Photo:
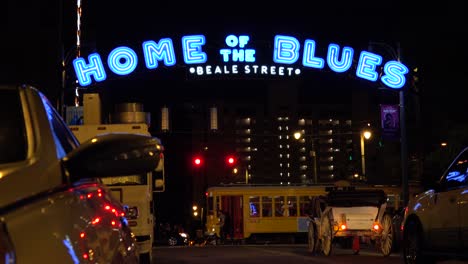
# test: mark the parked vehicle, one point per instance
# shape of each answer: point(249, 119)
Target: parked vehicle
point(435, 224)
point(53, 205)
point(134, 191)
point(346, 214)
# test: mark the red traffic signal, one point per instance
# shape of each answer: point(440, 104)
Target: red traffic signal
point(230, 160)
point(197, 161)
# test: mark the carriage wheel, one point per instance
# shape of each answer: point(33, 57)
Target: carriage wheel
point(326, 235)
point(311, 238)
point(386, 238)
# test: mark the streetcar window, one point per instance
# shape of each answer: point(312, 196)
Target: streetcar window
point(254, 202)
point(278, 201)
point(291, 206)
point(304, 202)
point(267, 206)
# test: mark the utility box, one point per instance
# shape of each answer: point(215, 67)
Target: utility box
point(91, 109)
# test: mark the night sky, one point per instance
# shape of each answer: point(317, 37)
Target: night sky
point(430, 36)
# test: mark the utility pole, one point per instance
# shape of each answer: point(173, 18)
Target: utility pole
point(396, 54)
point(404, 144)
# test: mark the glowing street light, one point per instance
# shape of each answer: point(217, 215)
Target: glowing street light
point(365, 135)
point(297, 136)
==
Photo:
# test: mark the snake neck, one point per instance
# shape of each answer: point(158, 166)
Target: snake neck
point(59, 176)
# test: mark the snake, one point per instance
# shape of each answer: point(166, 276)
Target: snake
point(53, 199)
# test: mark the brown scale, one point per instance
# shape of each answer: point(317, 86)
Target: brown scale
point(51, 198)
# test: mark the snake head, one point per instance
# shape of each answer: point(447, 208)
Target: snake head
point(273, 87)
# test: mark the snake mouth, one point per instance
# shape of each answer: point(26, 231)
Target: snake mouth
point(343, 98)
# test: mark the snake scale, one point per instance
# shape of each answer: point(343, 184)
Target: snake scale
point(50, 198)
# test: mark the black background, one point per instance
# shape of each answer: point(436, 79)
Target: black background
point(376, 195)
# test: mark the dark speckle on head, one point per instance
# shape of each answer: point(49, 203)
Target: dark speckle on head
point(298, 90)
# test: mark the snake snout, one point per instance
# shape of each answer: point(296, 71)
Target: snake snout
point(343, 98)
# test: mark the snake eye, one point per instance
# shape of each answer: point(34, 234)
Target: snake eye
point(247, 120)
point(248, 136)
==
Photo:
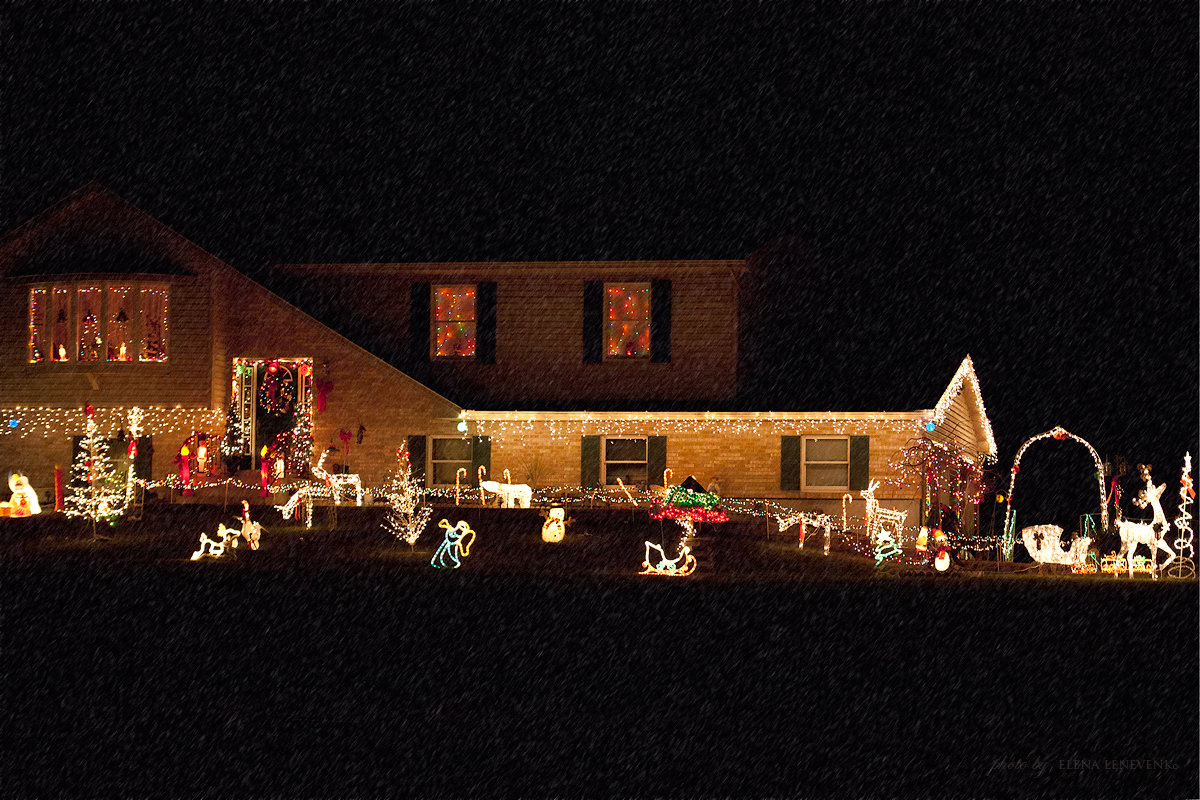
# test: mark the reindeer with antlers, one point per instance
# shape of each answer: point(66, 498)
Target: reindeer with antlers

> **What the exercise asks**:
After locating the line holding "# test: mark the carriage" above, output exactly that line and every line after it through the line holding "# shape of each answer: point(215, 67)". Include nothing else.

> **Answer section**:
# test: mark the carriage wheel, one point per instance
# shape of each answer: point(33, 57)
Target: carriage wheel
point(326, 235)
point(311, 238)
point(386, 238)
# test: mark the streetcar window, one point per instance
# shape of each answer: point(312, 196)
Target: streetcar window
point(254, 202)
point(278, 201)
point(291, 206)
point(304, 202)
point(267, 206)
# test: mark the utility box, one point per instance
# shape of each answer: point(215, 67)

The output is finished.